Text block
Since September, more than 140 outbreaks in the U.S. have been caused by the new Sydney strain of norovirus. It may not be unusually dangerous; some scientists don’t think it is. But it is different, and many people might not be able to fight off its gut-wrenching effects.
The new strain is making people sick in Japan, Western Europe, and other parts of the world. It was first identified last year in Australia and called the Sydney strain.
A report by the U.S. Centers for Disease Control and Prevention states the Sydney strain is now accounting for about 60 percent of norovirus outbreaks.
Sometimes mistakenly called stomach flu, the virus causes bouts of vomiting and diarrhea for a few days.
Every two or three years, a new strain evolves — the last was in 2009. The Sydney strain’s appearance has coincided with a spike in influenza, perhaps contributing to the perception that this is a particularly bad flu season in the U.S.

Input data
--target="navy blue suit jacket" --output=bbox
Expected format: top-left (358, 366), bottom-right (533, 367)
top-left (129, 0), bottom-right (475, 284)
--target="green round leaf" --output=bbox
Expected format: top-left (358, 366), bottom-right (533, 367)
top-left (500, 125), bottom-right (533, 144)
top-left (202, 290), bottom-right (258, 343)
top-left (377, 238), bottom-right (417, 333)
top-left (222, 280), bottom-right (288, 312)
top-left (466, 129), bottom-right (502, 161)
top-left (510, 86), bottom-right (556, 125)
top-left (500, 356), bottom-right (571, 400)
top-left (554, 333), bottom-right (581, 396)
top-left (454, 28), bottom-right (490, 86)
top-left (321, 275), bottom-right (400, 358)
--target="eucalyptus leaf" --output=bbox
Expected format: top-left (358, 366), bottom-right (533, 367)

---

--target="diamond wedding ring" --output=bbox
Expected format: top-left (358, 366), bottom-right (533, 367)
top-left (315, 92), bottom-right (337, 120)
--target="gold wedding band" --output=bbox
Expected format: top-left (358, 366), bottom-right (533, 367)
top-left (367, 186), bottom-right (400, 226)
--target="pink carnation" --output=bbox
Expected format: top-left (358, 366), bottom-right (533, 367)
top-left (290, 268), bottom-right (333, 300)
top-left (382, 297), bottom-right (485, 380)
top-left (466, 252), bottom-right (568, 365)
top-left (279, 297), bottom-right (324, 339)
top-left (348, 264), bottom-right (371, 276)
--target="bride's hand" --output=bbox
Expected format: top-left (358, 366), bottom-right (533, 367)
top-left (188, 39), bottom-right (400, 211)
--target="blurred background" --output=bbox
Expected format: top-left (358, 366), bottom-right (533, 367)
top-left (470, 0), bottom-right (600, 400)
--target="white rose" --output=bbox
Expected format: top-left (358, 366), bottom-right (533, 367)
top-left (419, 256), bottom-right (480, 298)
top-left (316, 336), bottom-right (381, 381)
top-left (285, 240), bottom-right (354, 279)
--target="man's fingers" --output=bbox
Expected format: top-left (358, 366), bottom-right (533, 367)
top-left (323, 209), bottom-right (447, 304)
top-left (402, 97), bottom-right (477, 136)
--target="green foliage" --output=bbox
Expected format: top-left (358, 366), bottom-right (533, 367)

==

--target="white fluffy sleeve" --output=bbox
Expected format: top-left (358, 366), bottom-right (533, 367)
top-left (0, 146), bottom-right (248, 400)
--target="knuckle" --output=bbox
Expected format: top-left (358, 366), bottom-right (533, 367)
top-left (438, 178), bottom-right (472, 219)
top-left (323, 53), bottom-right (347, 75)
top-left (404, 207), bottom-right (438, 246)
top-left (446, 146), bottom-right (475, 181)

Parts of the exercise
a) Do these statements agree with the norovirus text? Answer yes or no for each, quoting the deciding words. (i) The Sydney strain was first identified in Japan. (ii) A CDC report says the Sydney strain accounts for about 60 percent of norovirus outbreaks. (iii) The previous new strain appeared in 2009.
b) Can you condense the paragraph of the norovirus text that begins "Every two or three years" while keeping its main facts?

Solutions to each task
a)
(i) No: "It was first identified last year in Australia and called the Sydney strain."
(ii) Yes: "the Sydney strain is now accounting for about 60 percent of norovirus outbreaks."
(iii) Yes: "the last was in 2009."

b) A new strain evolves every two or three years, the last in 2009. The Sydney strain arrived alongside an influenza spike, which may feed the perception of an especially bad U.S. flu season.